_Provided text_.
- Opening Delimiter -

Kidney transplantation between a donor and a recipient who have zero HLA mismatches were shown to have better graft outcomes compared to grafts with one or more HLA mismatches.3 United Network for Organ Sharing data for the period 1991 to 1997, showed a 11% difference in graft survival rate over three years between grafts with zero as opposed to six HLA mismatches.4 It was found that HLA-A, HLA-B and HLA-DR mismatches were associated with poorer patient and graft outcomes, with HLA-A mismatch having the least effect.5 Consequently, HLA typing for kidney transplantation has been employed as a routine for these three loci. Furthermore, the risk of acute kidney graft rejection was shown to be highest with mismatches at the HLA-DR position as opposed to mismatches at HLA-A and HLA-B positions.6 The influence of HLA mismatching on graft survival is depicted in (Figure 1).7 If the HLA typing result shows zero mismatching at HLA-A, HLA-B and HLA-DR loci, this is written as 0-0-0 mismatch, respectively.

Figure 1 The influence of HLA mismatching on graft survival (www.ctstransplant.org/public/graphics/sample.shtml collaborative transplant study; k211010217).

Crossmatching techniques

After HLA typing, the recipient is tested for donor-specific antibodies (DSA). These are antibodies (Ab) against the HLA antigens of the prospective donor. If the DSA are detected, the recipient will then be deemed sensitized against this donor. DSA can be formed following pregnancy, blood transfusion, previous transplant and infections.8 If kidney transplantation is done in their presence, hyper-acute graft rejection may occur.9 Although HLA-C, HLA-DP and HLA-DQ matching is not routinely done, DSA against these antigens was associated with poorer kidney graft outcomes in retransplants to a varying degree.10,11 Crossmatching (XM) techniques to detect DSA include complement dependent cytotoxicity (CDC-XM), flow cytometry (FCXM), enzyme-linked immunosorbent assay (ELISA) and Luminex. CDC-XM and FCXM are cell-based, whereas ELISA and Luminex are solid phase immunoassays. Before discussing crossmatching in greater detail, it is worthwhile explaining what panel-reactive antibodies or, as more recently used, calculated panel-reactive antibodies mean.

Panel-reactive antibodies (PRAs) and calculated panel-reactive antibodies (cPRA)

- Closing Delimiter -

Stored records
- Opening Delimiter -

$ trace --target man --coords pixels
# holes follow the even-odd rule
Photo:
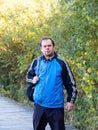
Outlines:
[[[45,130],[49,123],[51,130],[65,130],[64,87],[67,90],[66,109],[71,111],[76,99],[76,83],[66,61],[55,53],[55,43],[49,37],[40,42],[42,56],[34,59],[27,73],[27,82],[35,84],[34,130]]]

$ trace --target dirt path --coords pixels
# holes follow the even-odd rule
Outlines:
[[[32,114],[33,107],[0,96],[0,130],[33,130]],[[50,130],[49,125],[46,130]],[[66,125],[66,130],[77,129]]]

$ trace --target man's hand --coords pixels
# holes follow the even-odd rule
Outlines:
[[[33,78],[33,80],[32,80],[32,83],[33,83],[33,84],[36,84],[38,81],[39,81],[38,76],[34,76],[34,78]]]
[[[67,102],[65,108],[67,111],[71,111],[73,109],[73,106],[74,106],[73,103]]]

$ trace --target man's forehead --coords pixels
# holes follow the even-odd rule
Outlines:
[[[42,44],[52,44],[52,41],[50,39],[42,40]]]

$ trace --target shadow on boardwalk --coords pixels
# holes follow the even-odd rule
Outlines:
[[[33,107],[0,96],[0,130],[33,130],[32,115]],[[50,130],[49,125],[46,130]],[[76,129],[66,125],[66,130]]]

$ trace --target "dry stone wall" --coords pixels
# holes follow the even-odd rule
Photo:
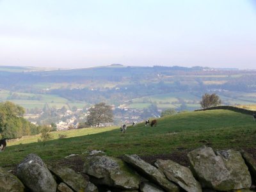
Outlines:
[[[188,153],[189,167],[171,160],[154,165],[136,155],[117,159],[102,154],[84,157],[83,173],[47,166],[29,154],[17,177],[0,167],[0,192],[6,191],[250,191],[256,182],[256,161],[244,151],[216,150],[205,146]]]

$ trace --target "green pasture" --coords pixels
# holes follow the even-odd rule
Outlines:
[[[8,143],[6,150],[0,153],[0,164],[6,169],[14,167],[30,153],[50,163],[92,150],[119,157],[125,154],[171,154],[202,145],[215,149],[253,148],[256,144],[255,124],[250,115],[210,110],[161,118],[154,127],[145,127],[143,122],[135,127],[128,127],[125,133],[118,127],[56,132],[51,133],[54,140],[48,141],[36,142],[38,136],[36,136]],[[58,139],[59,134],[68,138]]]

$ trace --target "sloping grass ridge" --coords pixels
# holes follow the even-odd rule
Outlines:
[[[87,134],[86,129],[77,130],[80,135],[81,131],[84,134],[79,136],[72,131],[71,138],[44,142],[31,139],[35,143],[9,143],[0,153],[0,166],[12,167],[30,153],[36,154],[47,163],[92,150],[115,157],[125,154],[154,155],[189,150],[202,145],[218,149],[252,148],[256,141],[256,122],[251,115],[223,109],[179,113],[157,119],[156,127],[145,127],[144,123],[128,127],[124,134],[118,127],[111,129],[93,134]],[[102,131],[105,130],[102,128]]]

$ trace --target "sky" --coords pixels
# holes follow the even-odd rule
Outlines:
[[[0,0],[0,65],[256,68],[256,0]]]

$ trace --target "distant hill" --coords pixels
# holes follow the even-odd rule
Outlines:
[[[211,110],[180,113],[157,121],[157,126],[153,127],[145,127],[144,122],[135,127],[128,125],[125,134],[117,127],[97,134],[93,134],[92,129],[72,130],[70,134],[68,131],[53,132],[51,133],[53,140],[36,142],[36,137],[33,136],[30,138],[33,143],[29,144],[25,144],[29,143],[29,138],[26,137],[8,143],[4,152],[0,153],[0,164],[6,168],[15,166],[30,153],[50,163],[71,154],[81,154],[92,150],[115,157],[125,154],[154,157],[186,152],[203,145],[218,149],[252,149],[255,147],[255,122],[251,115]],[[94,130],[104,131],[104,129]],[[59,134],[67,138],[58,139]]]

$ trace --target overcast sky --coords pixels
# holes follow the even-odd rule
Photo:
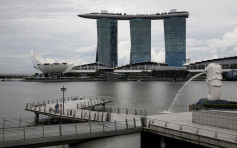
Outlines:
[[[237,0],[0,0],[0,73],[35,73],[30,50],[75,65],[95,62],[96,20],[80,13],[188,11],[187,58],[237,56]],[[151,28],[152,61],[164,62],[162,20]],[[118,21],[118,65],[129,63],[129,21]]]

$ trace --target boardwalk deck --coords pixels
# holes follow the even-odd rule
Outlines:
[[[207,147],[237,148],[237,131],[192,123],[192,112],[153,115],[144,131]]]
[[[132,124],[133,123],[133,124]],[[39,147],[78,143],[84,140],[137,133],[140,121],[88,122],[2,129],[0,147]],[[4,132],[4,133],[3,133]]]

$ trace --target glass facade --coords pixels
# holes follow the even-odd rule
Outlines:
[[[130,64],[151,61],[151,20],[130,20]]]
[[[182,67],[186,62],[186,18],[164,19],[165,62],[169,66]]]
[[[97,51],[96,62],[106,64],[109,67],[117,66],[117,20],[100,18],[97,19]]]

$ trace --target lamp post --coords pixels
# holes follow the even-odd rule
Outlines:
[[[66,91],[67,88],[65,88],[63,86],[63,88],[61,88],[61,91],[63,92],[63,114],[64,114],[64,92]]]

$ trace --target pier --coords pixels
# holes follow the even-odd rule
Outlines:
[[[27,103],[25,110],[36,115],[31,124],[23,124],[23,118],[19,118],[15,126],[9,126],[10,122],[4,118],[3,128],[0,129],[0,147],[70,145],[97,138],[141,133],[142,148],[147,145],[237,148],[236,130],[217,127],[221,121],[212,118],[217,118],[216,111],[210,111],[210,115],[204,116],[205,120],[199,121],[199,115],[204,115],[205,111],[146,116],[145,109],[105,106],[110,102],[108,97],[70,97],[64,102],[64,110],[55,109],[54,105],[62,101]],[[48,117],[42,121],[39,115]],[[229,116],[226,118],[229,120]],[[209,120],[218,124],[205,125]],[[230,127],[235,129],[236,123],[233,118]]]

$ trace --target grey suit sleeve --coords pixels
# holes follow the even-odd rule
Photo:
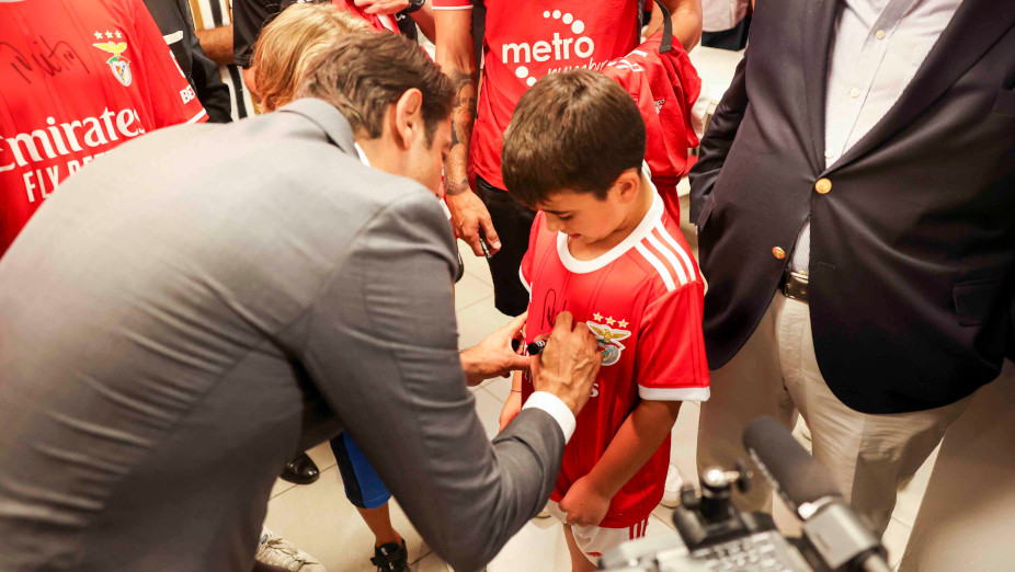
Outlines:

- Closing Delimiter -

_Required actions_.
1) Reproduce the passage on HLA matching in kidney transplantation word for word, starting at "Figure 1 The" and ending at "transplant study; k211010217).".
2) Name every crossmatching technique for detecting donor-specific antibodies that the passage on HLA matching in kidney transplantation mentions.
3) Write the next part of the passage on HLA matching in kidney transplantation, picking up after its final line.
None of the stored entries is needed here.

_Your responses_.
1)
Figure 1 The influence of HLA mismatching on graft survival (www.ctstransplant.org/public/graphics/sample.shtml collaborative transplant study; k211010217).

2) Complement dependent cytotoxicity (CDC-XM), flow cytometry (FCXM), enzyme-linked immunosorbent assay (ELISA), and Luminex.

3)
PRAs are the anti-HLA antibodies that are detected during this crossmatch test. For example, on a 100-cell panel, a positive test against 80 donors means the PRA is 80%. It was used to estimate the percentage of donors who are incompatible with the recipient. Nowadays, PRA is of historical importance in kidney transplantation. Instead, calculated panel-reactive antibodies (cPRA) are used. A computerized calculator (algorithm) is used to determine the cPRA of the patient against a list of unacceptable HLA antigens found in the donor pool. The use of an algorithm means that cPRA is more consistent than PRA in assessing sensitization of recipients. The higher the cPRA, the less the chance of getting a compatible donor. As noted above, PRA values for HLA classes I and II are obtained separately. This contrasts with cPRA which uses one calculation for both classes.12 Thus, cPRA more accurately predicts the transplant risk of the recipient. Unlike PRA, cPRA is specific as to which HLA antigens the recipient is sensitized.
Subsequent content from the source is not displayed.